__Your objective__.
Word for word, copy the entire listing.

__Material for this exercise__.
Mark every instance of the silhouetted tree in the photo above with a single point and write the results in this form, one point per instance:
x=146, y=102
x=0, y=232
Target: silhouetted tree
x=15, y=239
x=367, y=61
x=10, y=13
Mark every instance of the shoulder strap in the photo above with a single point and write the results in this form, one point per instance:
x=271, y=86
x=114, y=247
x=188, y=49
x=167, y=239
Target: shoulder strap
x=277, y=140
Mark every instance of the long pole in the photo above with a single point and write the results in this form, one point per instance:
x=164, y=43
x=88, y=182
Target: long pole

__Exercise answer__.
Mark every instance of the silhouetted tree in the photo above with a single point and write the results in this form, one point per instance:
x=146, y=102
x=0, y=232
Target: silhouetted tree
x=15, y=239
x=367, y=61
x=10, y=13
Mark every instance of the shoulder strap in the photo above with a single point and write the results in this form, one point per instance:
x=271, y=86
x=114, y=247
x=188, y=49
x=167, y=239
Target: shoulder strap
x=277, y=140
Mark every instance of the long pole in the photo above with a single point and write the results in this form, one point per instance:
x=164, y=43
x=88, y=182
Target: long pole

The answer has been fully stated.